From the records that follow, copy every line in which "below" appears.
Top of Source material
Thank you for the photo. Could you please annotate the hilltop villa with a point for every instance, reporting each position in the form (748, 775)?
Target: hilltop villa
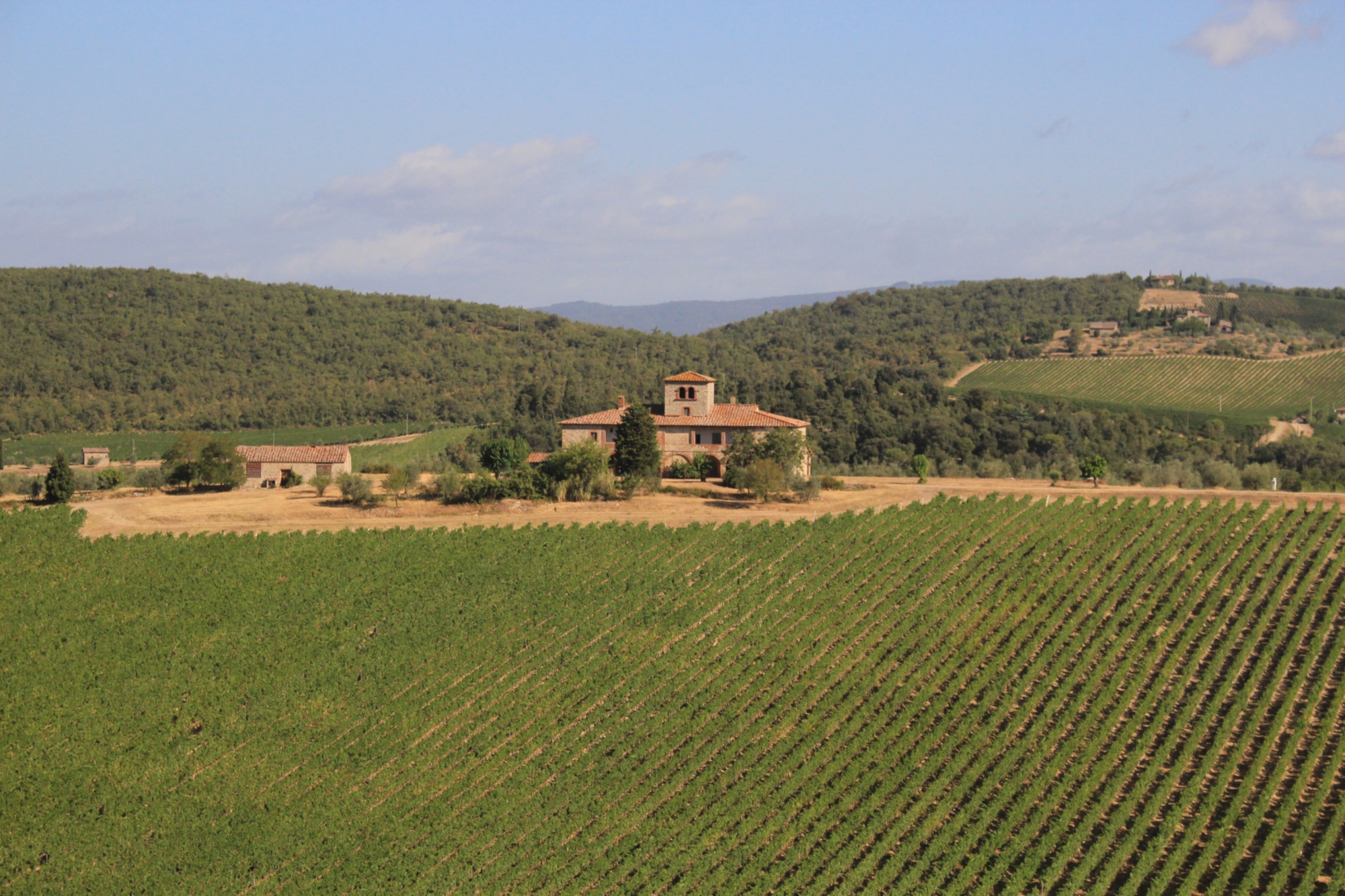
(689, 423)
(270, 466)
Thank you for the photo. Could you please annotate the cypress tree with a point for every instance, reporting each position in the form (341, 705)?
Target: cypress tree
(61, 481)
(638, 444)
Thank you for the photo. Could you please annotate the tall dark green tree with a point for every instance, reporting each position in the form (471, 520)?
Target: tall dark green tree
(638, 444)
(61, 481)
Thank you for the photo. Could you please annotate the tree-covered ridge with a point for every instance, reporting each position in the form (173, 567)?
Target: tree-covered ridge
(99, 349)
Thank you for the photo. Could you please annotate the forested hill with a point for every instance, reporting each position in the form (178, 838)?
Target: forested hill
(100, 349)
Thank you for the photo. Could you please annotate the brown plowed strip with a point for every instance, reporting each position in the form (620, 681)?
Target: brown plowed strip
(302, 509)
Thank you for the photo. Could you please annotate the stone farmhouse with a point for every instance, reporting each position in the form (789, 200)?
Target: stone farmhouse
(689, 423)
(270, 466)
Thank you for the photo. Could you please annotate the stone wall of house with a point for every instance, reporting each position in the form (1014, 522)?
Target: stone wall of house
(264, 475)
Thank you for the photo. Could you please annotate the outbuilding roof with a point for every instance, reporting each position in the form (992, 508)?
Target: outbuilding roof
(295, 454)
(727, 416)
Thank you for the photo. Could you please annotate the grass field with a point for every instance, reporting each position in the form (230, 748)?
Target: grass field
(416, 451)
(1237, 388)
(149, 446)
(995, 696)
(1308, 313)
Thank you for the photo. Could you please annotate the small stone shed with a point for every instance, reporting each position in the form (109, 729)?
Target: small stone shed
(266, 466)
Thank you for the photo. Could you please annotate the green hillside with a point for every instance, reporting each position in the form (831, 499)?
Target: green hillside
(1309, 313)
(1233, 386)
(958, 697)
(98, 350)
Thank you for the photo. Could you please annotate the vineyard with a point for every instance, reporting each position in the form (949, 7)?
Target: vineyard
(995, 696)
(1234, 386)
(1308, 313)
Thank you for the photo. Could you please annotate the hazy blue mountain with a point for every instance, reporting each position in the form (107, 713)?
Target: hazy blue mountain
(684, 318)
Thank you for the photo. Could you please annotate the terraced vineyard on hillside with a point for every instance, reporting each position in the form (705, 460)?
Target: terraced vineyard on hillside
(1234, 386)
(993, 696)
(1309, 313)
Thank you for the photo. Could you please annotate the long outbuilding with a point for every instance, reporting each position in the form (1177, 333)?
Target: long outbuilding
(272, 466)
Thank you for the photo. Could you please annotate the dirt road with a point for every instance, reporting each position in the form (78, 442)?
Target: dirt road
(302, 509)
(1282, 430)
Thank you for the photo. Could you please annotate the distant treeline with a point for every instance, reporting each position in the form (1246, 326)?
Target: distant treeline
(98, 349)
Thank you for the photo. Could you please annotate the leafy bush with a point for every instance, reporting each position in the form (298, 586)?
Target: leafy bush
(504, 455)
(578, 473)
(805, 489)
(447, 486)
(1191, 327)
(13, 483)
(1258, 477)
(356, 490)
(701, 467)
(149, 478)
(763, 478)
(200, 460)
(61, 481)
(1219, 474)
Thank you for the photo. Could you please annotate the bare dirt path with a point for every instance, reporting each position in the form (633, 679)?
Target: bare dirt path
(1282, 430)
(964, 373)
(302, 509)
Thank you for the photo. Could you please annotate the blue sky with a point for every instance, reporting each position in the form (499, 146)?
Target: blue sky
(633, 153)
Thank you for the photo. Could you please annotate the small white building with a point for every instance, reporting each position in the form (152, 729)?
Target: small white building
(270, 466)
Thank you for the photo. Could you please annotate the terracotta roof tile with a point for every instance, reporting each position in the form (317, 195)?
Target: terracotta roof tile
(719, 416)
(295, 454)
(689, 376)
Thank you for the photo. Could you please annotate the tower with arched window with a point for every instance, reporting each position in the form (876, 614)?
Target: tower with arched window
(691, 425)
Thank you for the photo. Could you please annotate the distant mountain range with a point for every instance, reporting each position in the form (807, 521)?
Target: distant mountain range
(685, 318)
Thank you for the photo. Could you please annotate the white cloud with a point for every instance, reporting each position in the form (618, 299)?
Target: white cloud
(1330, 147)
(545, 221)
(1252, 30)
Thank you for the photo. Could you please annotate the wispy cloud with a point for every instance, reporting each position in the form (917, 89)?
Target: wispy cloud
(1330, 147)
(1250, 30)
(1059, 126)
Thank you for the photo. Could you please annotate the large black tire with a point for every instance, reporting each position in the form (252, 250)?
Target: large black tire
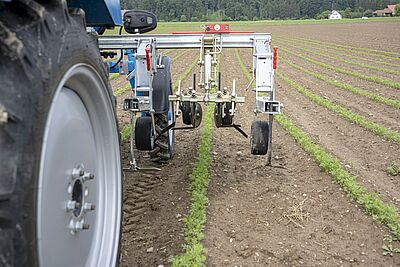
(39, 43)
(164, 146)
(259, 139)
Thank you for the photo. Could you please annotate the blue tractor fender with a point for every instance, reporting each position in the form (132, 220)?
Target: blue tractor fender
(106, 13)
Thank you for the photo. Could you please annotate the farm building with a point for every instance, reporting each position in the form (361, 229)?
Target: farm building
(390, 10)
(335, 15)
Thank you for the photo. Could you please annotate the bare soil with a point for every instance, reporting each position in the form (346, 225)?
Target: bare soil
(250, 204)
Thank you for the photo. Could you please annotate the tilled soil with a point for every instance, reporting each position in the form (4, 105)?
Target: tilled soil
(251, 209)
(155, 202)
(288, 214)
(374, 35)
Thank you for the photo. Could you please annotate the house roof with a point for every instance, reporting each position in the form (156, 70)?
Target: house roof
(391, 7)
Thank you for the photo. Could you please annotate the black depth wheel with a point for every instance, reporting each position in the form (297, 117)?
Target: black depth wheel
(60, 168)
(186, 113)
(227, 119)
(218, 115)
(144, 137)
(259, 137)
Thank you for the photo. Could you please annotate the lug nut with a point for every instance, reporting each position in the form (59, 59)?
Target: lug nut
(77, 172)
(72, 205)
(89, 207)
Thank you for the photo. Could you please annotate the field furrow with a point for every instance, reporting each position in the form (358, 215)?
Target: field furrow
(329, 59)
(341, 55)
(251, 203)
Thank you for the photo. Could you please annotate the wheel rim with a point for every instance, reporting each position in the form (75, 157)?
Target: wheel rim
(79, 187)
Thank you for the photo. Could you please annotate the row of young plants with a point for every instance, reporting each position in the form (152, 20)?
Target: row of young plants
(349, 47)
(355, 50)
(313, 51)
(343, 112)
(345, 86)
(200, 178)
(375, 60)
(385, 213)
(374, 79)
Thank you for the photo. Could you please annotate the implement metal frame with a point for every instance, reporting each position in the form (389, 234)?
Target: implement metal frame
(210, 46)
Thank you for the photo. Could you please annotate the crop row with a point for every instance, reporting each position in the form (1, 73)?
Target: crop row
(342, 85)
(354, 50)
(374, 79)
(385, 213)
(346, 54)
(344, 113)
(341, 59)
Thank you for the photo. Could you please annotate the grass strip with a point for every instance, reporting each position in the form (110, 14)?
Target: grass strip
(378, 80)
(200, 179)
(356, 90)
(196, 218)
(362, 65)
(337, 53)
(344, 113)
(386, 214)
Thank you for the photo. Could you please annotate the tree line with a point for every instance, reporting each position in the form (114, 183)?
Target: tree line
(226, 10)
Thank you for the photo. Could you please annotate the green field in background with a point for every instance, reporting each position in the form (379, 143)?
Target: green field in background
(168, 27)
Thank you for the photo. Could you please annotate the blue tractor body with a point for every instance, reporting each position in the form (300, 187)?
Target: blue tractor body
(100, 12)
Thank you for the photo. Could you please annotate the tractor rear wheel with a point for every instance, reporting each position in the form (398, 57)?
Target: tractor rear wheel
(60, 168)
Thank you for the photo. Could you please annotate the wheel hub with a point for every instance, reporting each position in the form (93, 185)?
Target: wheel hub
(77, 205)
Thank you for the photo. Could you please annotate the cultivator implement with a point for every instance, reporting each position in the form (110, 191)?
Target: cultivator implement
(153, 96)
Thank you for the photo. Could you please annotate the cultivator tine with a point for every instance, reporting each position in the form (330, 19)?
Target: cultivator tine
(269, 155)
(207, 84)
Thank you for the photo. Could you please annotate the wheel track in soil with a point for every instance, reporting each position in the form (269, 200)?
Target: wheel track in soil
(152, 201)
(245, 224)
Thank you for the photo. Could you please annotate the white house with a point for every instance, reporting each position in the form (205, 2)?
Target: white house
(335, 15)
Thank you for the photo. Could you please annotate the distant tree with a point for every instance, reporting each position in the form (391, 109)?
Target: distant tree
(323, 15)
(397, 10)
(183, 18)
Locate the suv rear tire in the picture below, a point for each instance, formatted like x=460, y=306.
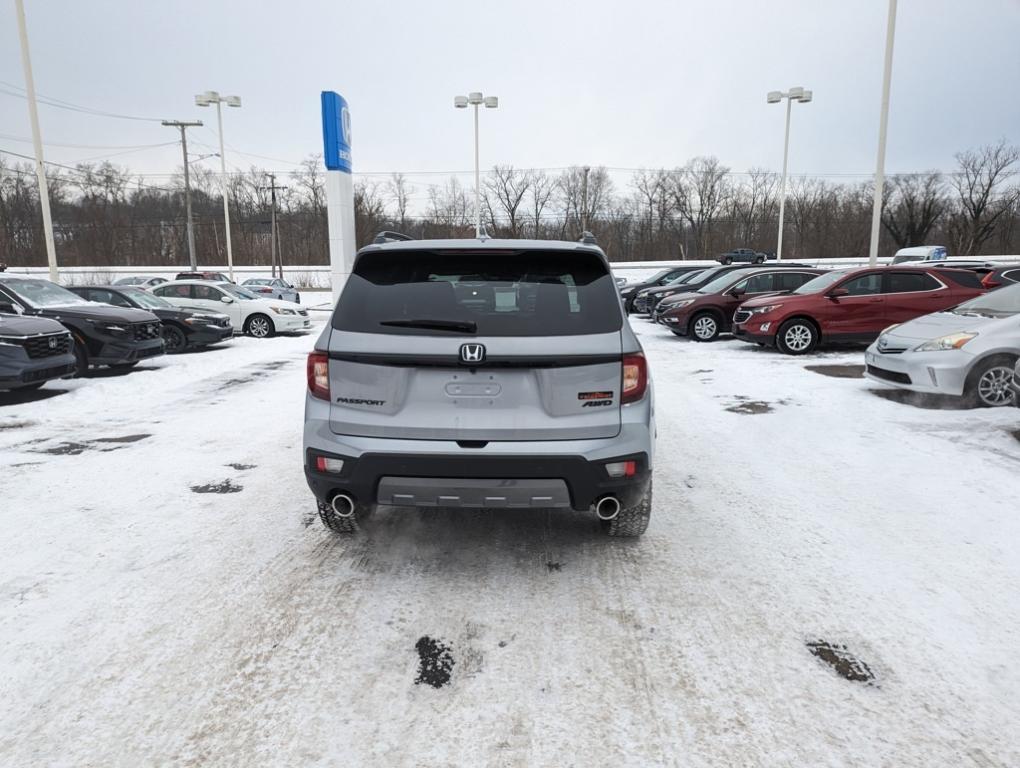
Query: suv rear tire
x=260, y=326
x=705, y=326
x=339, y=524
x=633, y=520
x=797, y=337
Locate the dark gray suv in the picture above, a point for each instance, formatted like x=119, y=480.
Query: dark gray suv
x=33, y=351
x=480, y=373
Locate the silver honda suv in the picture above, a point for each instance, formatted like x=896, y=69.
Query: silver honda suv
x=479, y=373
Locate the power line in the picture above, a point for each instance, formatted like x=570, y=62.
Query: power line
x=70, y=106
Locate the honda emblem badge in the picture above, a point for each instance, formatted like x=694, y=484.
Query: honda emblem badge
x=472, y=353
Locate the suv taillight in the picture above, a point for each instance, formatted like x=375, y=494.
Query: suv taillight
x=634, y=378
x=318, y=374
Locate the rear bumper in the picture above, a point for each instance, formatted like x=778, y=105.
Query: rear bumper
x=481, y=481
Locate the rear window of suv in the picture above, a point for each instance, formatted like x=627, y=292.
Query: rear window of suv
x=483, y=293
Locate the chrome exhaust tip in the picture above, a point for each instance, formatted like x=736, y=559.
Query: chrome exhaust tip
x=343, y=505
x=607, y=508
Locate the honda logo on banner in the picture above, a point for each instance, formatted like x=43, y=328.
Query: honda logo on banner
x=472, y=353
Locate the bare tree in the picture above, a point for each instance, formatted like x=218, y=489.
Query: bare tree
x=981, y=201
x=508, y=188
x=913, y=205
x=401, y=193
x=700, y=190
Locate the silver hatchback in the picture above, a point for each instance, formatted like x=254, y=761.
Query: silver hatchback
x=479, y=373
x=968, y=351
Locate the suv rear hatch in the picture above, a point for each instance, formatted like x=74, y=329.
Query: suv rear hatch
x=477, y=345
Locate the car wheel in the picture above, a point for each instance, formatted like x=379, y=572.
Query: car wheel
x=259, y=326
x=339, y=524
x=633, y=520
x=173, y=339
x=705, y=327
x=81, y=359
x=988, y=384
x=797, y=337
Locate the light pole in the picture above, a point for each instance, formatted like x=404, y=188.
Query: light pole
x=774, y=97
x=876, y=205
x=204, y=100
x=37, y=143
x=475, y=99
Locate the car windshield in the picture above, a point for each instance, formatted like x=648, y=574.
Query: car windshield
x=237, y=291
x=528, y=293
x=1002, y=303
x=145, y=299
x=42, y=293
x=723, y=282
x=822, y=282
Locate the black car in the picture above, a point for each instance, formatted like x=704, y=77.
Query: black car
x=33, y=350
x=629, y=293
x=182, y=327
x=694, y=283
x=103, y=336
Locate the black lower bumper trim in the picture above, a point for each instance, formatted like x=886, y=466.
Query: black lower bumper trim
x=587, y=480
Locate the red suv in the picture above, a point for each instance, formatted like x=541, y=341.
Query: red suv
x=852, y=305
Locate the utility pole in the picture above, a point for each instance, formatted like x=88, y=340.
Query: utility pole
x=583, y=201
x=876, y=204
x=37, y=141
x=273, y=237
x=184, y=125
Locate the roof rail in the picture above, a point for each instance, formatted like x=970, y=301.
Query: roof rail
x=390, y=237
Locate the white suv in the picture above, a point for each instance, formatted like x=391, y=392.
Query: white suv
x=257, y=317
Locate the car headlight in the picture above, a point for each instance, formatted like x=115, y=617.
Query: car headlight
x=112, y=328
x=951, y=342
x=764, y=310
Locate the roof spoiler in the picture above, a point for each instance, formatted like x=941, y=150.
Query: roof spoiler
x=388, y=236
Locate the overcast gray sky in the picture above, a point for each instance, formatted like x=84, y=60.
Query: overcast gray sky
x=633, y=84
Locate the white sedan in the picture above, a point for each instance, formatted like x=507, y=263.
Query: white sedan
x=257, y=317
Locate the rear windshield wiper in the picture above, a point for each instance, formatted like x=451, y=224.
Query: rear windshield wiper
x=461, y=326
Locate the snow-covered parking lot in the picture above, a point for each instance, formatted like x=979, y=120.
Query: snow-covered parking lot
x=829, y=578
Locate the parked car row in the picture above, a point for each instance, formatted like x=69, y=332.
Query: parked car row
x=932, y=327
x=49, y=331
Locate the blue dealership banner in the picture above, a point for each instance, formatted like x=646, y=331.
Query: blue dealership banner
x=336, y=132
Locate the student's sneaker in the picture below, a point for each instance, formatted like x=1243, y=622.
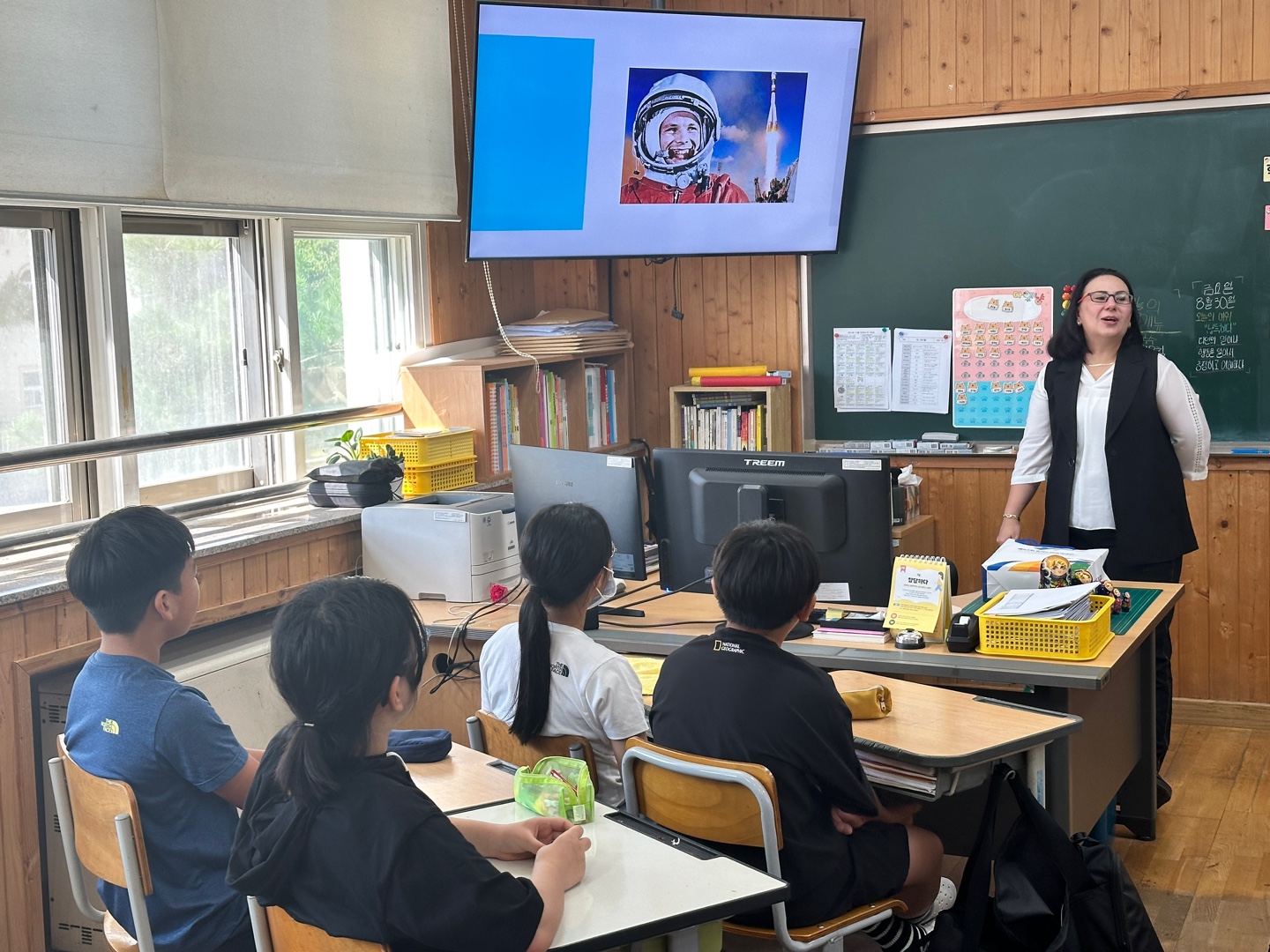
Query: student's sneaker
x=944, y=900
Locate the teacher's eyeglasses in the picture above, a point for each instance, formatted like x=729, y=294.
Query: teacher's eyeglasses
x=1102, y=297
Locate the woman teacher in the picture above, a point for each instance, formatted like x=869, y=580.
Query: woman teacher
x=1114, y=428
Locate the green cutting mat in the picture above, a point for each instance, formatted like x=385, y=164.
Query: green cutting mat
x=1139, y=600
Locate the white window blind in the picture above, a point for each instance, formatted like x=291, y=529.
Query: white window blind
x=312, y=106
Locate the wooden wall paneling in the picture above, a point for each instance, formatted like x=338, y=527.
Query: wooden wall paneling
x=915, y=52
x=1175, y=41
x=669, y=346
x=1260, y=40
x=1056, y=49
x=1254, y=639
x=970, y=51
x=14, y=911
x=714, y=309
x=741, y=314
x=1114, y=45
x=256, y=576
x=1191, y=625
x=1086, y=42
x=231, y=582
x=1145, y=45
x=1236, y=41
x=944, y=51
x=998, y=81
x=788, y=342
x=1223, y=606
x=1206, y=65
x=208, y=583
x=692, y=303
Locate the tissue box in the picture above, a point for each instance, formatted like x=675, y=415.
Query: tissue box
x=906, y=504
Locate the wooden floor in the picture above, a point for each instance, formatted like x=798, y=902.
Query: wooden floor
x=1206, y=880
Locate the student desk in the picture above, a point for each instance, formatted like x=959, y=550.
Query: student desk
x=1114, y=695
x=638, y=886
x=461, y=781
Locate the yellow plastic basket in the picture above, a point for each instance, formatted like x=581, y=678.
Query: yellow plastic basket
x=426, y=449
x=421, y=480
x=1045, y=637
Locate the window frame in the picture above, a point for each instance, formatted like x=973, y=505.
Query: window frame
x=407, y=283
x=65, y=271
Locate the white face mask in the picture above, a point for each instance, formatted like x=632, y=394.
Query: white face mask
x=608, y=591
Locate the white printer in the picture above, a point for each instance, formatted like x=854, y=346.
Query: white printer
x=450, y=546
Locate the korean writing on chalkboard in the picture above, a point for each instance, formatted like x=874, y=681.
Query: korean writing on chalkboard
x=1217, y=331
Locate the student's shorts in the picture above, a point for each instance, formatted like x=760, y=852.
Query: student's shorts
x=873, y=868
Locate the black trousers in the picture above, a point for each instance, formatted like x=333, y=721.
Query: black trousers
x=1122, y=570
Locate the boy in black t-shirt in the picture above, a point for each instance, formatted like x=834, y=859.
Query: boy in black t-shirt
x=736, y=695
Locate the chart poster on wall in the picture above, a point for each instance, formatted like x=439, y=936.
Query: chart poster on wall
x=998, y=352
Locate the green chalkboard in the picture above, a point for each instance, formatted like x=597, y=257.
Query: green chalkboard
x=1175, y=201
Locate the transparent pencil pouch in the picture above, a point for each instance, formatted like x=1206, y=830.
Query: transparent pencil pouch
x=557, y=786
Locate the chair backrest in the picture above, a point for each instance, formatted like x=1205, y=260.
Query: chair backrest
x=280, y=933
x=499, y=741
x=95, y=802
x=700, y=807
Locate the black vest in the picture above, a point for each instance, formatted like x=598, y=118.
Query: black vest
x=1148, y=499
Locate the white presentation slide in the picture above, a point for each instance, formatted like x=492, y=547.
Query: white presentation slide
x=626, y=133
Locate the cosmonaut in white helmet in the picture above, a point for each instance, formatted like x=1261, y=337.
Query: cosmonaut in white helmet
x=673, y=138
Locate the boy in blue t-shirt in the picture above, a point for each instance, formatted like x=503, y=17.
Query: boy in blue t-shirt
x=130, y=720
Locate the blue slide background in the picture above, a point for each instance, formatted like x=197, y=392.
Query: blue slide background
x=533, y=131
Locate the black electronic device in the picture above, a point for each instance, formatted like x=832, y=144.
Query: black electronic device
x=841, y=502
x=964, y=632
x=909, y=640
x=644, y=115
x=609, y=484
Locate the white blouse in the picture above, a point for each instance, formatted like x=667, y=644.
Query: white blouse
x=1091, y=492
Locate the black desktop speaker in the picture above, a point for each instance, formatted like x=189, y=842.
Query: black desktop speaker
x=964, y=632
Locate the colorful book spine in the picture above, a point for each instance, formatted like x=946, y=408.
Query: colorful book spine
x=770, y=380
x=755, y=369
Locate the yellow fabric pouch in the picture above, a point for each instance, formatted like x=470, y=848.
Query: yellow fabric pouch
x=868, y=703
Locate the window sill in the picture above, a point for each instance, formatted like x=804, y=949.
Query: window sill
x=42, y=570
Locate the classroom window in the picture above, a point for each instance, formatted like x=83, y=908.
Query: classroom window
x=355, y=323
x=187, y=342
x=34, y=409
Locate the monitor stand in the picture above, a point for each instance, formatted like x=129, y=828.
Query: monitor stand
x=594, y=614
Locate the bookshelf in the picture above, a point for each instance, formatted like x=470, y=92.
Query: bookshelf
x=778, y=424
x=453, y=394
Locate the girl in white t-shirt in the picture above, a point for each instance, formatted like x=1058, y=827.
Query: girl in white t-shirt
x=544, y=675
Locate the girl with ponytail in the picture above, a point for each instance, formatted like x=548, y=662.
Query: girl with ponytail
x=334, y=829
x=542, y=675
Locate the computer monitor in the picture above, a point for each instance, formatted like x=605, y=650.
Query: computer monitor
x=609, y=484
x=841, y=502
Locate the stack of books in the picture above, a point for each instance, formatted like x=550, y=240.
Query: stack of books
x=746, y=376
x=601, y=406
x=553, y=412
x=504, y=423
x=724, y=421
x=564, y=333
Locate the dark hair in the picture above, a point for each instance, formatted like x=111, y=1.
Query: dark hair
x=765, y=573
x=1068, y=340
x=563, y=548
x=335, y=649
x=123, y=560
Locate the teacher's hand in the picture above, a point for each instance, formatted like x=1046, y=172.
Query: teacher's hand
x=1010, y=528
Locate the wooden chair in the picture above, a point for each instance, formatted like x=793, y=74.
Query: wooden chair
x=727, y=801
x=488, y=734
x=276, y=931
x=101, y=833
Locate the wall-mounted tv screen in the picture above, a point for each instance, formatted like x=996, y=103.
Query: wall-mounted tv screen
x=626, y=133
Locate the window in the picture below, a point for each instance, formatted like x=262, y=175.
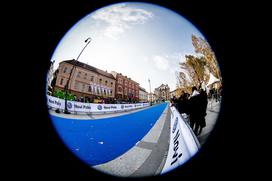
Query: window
Bottom of Source material
• Answer box:
Locate the suv rear tire in the picture below, a point for each instance, formatted like x=460, y=306.
Locate the student's sneaker in the picture below, a point for each instance, formatted like x=1243, y=622.
Locate the window in the picture below, a point for each instance, formatted like x=262, y=175.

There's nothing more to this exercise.